▶ **AIM**
Write out, unchanged, the lines from the one holding "Keep to two rules. Tag each instance of the red garment" to the close of the listing. Both the first and last lines belong in it.

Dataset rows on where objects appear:
╭──

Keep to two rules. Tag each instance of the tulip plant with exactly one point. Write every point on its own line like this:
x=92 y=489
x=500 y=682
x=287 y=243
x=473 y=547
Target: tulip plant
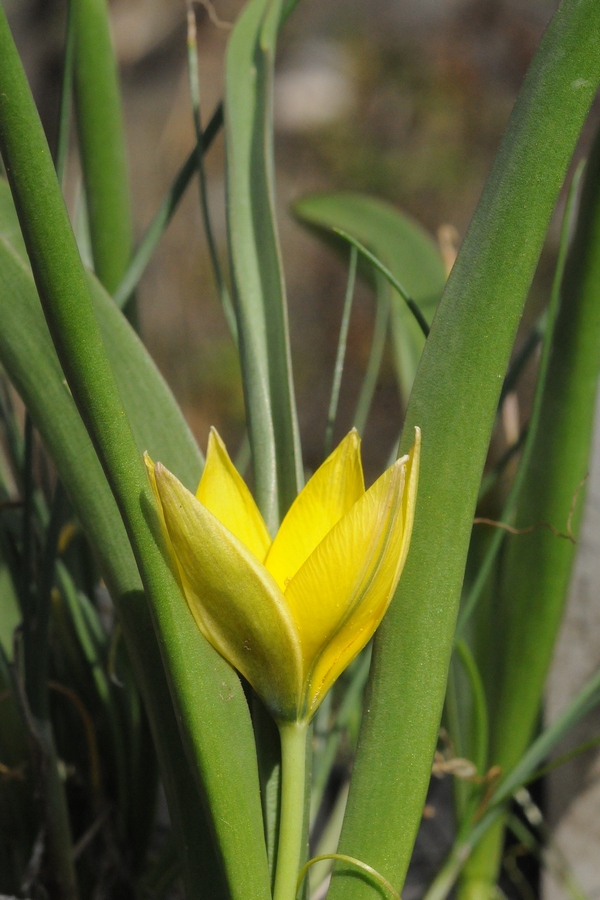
x=235 y=640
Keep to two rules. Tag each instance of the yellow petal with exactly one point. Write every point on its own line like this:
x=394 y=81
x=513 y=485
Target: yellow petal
x=236 y=603
x=341 y=593
x=224 y=492
x=330 y=494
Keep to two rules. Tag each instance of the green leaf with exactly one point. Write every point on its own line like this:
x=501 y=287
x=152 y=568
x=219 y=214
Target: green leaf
x=26 y=352
x=259 y=290
x=454 y=401
x=101 y=141
x=402 y=246
x=537 y=566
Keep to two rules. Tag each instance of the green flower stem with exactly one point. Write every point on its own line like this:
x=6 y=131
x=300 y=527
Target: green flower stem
x=293 y=767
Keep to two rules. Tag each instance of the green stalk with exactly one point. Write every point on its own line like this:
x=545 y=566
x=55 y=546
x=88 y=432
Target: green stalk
x=101 y=141
x=165 y=213
x=291 y=824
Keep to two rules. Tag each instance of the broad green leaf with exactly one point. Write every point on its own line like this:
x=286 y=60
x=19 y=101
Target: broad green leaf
x=454 y=401
x=157 y=422
x=101 y=141
x=10 y=615
x=403 y=246
x=257 y=275
x=537 y=567
x=26 y=352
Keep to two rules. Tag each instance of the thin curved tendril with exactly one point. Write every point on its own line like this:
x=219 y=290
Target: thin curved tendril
x=341 y=857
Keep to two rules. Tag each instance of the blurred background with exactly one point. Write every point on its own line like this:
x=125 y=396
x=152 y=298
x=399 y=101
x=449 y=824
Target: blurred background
x=406 y=101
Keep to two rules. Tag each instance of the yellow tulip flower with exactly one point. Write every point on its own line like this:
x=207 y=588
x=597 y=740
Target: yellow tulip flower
x=290 y=613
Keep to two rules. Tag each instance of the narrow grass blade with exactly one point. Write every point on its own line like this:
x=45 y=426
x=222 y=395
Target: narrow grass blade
x=341 y=352
x=194 y=82
x=405 y=251
x=257 y=276
x=454 y=401
x=198 y=677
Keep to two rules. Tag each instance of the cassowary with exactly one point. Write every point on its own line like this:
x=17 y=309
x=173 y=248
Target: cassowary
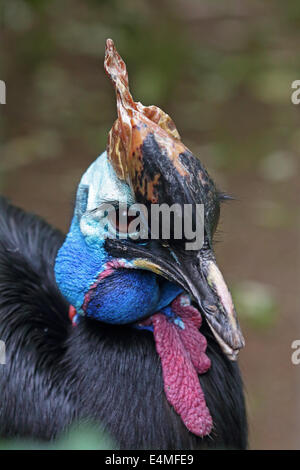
x=108 y=329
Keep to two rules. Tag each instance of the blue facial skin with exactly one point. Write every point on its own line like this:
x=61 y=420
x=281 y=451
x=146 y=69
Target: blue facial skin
x=125 y=296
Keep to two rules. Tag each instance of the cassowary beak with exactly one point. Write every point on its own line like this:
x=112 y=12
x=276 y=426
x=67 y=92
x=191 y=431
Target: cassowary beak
x=199 y=276
x=145 y=150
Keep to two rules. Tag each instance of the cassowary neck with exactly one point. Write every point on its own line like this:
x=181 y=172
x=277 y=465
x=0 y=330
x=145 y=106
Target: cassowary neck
x=119 y=380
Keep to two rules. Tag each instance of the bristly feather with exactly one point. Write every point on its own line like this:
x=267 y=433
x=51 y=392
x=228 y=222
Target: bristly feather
x=56 y=374
x=223 y=197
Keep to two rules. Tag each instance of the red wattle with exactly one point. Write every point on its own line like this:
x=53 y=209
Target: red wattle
x=182 y=354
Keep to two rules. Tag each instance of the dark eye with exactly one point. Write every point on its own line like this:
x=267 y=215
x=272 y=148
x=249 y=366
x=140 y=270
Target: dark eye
x=120 y=221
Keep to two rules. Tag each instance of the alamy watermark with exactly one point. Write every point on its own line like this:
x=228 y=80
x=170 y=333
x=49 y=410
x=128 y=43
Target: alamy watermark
x=2 y=353
x=295 y=96
x=2 y=92
x=295 y=357
x=138 y=222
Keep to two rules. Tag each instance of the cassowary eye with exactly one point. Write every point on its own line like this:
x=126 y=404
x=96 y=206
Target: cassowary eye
x=120 y=221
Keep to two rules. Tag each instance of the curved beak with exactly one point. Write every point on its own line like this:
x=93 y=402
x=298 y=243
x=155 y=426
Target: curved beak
x=198 y=274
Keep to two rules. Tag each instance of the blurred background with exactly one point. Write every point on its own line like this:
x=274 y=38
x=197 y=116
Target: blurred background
x=223 y=71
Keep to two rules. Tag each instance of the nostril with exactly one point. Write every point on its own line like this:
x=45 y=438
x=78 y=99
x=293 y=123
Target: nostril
x=208 y=307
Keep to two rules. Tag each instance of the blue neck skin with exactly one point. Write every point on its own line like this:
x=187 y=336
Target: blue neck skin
x=126 y=295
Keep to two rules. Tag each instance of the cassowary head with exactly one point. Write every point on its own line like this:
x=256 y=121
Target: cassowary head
x=109 y=268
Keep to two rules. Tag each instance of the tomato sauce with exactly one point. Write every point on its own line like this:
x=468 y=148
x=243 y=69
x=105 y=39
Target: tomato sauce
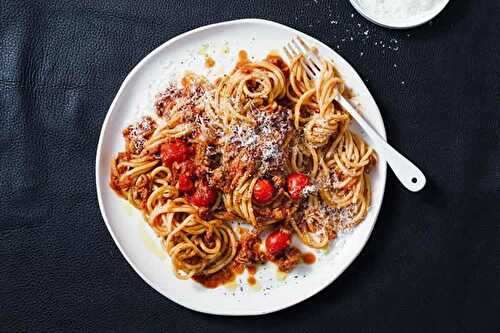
x=251 y=280
x=309 y=258
x=209 y=62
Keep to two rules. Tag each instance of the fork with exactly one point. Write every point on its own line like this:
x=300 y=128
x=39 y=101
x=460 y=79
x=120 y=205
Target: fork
x=407 y=173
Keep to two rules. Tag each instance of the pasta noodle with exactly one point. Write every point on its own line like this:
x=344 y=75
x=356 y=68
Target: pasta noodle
x=216 y=153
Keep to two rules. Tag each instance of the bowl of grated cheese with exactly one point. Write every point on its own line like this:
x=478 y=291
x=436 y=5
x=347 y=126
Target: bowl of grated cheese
x=399 y=14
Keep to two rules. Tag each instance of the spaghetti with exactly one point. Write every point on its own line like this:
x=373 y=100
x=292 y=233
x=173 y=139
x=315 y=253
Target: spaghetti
x=264 y=145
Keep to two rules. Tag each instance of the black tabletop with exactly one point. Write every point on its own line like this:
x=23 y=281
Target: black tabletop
x=433 y=260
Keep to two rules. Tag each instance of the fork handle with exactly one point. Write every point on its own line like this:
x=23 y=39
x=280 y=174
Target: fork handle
x=407 y=173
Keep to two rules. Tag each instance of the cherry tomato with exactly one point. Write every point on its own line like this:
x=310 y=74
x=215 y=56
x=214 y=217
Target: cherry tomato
x=175 y=151
x=203 y=196
x=185 y=183
x=296 y=183
x=277 y=241
x=263 y=191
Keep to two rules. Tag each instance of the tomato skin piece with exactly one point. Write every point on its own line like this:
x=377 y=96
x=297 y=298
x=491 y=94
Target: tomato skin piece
x=277 y=241
x=296 y=183
x=263 y=191
x=203 y=196
x=175 y=151
x=185 y=183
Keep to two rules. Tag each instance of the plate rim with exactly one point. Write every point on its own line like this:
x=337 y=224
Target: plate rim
x=131 y=74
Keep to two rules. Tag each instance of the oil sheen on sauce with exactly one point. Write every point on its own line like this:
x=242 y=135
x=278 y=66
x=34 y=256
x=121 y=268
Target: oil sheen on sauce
x=149 y=242
x=308 y=258
x=209 y=62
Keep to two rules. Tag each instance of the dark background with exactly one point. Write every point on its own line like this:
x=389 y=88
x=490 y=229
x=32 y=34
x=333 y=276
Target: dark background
x=433 y=260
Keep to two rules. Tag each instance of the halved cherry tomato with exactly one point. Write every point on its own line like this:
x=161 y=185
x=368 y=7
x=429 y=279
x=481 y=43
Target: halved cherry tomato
x=277 y=241
x=175 y=151
x=296 y=183
x=203 y=196
x=263 y=191
x=185 y=183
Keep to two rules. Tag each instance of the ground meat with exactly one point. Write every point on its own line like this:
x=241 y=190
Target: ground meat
x=288 y=259
x=137 y=134
x=226 y=177
x=142 y=189
x=249 y=250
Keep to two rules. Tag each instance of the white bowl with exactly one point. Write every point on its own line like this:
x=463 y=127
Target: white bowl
x=399 y=23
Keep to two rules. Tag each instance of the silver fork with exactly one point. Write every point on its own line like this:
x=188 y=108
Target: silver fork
x=407 y=173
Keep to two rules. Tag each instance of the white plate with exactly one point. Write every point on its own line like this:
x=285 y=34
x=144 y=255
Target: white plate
x=138 y=244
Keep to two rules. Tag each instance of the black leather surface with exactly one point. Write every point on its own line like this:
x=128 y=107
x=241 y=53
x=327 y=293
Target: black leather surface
x=433 y=260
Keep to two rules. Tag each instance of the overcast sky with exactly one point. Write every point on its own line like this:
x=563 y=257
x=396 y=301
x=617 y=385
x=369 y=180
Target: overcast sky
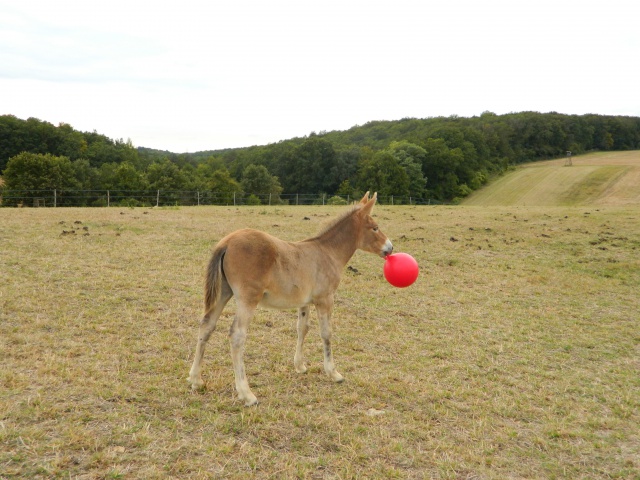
x=202 y=75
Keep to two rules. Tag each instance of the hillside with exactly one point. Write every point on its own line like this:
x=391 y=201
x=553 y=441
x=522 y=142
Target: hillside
x=611 y=178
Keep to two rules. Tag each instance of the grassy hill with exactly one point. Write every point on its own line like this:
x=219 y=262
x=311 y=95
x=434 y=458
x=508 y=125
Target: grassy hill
x=610 y=178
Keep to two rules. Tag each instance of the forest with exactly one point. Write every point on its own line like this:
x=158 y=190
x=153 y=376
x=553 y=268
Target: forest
x=441 y=158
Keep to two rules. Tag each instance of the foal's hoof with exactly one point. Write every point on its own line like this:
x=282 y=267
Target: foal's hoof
x=197 y=385
x=250 y=400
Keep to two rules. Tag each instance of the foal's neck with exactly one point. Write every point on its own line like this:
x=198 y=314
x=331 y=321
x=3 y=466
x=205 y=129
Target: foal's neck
x=341 y=238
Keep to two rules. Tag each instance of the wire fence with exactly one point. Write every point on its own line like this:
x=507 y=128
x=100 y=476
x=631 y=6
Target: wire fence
x=160 y=198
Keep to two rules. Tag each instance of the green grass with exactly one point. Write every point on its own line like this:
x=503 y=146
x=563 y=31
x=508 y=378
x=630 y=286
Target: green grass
x=514 y=355
x=596 y=179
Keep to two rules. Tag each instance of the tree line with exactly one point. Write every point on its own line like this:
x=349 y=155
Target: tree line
x=443 y=158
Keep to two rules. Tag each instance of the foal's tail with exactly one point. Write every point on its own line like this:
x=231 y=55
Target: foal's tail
x=213 y=280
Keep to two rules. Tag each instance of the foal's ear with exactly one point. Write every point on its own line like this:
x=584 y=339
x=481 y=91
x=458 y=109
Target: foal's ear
x=369 y=204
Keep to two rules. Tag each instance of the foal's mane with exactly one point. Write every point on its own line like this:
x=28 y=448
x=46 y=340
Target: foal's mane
x=330 y=224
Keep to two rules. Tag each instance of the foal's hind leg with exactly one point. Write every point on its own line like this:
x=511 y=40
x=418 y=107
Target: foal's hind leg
x=303 y=328
x=207 y=326
x=324 y=309
x=238 y=336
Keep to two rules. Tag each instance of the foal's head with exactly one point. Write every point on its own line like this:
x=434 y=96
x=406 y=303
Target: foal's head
x=371 y=239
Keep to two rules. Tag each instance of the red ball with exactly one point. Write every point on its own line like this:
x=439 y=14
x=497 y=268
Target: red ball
x=400 y=269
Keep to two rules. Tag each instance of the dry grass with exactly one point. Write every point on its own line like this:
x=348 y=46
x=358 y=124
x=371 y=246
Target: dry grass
x=515 y=355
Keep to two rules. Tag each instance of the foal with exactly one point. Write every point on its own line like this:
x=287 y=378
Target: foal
x=260 y=269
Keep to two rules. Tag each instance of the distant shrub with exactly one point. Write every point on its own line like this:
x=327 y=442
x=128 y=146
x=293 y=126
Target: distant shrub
x=336 y=200
x=253 y=200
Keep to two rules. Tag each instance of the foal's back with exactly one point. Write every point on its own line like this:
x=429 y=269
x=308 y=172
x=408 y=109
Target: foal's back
x=263 y=269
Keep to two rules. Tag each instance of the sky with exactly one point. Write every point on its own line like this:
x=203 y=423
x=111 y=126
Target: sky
x=202 y=75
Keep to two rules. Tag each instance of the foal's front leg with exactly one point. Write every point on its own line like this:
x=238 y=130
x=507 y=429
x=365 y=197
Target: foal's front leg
x=324 y=309
x=303 y=328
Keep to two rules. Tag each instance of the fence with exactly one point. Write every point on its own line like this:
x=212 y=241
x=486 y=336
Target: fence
x=159 y=198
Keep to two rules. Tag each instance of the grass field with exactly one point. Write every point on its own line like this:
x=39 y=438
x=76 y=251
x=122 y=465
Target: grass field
x=597 y=179
x=516 y=354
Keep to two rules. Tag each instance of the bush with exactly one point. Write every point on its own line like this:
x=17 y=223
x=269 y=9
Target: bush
x=336 y=200
x=253 y=200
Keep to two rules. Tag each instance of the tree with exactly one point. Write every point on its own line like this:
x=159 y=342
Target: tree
x=411 y=157
x=165 y=175
x=385 y=175
x=257 y=180
x=35 y=171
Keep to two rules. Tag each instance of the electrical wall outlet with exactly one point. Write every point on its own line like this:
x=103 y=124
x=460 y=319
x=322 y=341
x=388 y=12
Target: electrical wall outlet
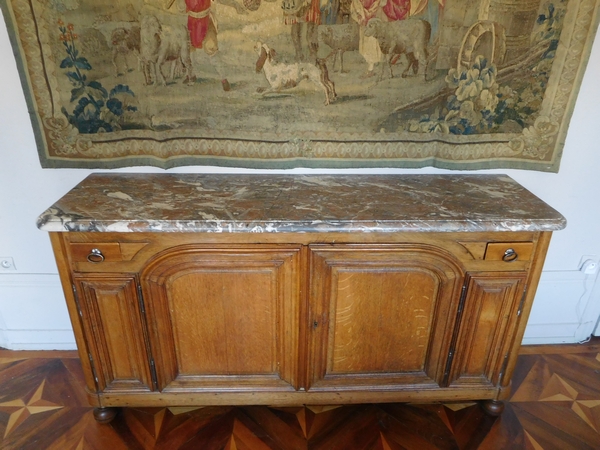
x=7 y=263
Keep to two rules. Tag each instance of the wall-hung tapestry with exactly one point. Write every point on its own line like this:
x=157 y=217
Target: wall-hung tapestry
x=460 y=84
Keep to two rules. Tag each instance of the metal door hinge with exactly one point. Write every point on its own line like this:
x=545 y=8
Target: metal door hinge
x=520 y=310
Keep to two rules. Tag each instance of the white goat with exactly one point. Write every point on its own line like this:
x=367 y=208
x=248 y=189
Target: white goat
x=162 y=43
x=284 y=76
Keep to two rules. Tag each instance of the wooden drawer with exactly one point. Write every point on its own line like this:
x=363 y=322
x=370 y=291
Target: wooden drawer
x=96 y=252
x=99 y=252
x=508 y=251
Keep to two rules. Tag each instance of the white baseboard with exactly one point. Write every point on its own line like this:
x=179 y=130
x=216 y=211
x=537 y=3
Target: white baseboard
x=33 y=314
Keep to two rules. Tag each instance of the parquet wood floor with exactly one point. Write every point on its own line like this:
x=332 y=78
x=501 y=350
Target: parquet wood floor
x=555 y=405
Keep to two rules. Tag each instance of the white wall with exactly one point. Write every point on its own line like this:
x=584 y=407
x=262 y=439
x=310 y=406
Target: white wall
x=32 y=311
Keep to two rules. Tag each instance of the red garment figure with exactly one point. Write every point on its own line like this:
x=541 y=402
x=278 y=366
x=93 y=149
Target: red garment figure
x=198 y=21
x=397 y=9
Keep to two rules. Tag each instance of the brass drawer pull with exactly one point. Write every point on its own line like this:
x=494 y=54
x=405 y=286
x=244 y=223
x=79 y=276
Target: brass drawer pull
x=95 y=256
x=510 y=255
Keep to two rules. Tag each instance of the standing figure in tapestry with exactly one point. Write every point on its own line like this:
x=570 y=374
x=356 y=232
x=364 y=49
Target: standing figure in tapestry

╰──

▶ **TASK ANSWER**
Keep to two rules. Tag each instance of the red garment figure with exactly one point. Write every point on its own line like this:
x=541 y=402
x=278 y=366
x=93 y=149
Target: red garment figure
x=198 y=21
x=397 y=9
Keep to two rules. Tag each instance of the brass drawer pull with exactly one point. Write every point on its own line like this:
x=494 y=54
x=405 y=286
x=244 y=223
x=79 y=276
Target: brass drawer pull
x=95 y=256
x=510 y=255
Keep to two rules. Tag each instance of the standing figure in tapestry with exactly one point. Write every point on its own line like this:
x=570 y=374
x=356 y=232
x=364 y=49
Target: standing figure in tapestry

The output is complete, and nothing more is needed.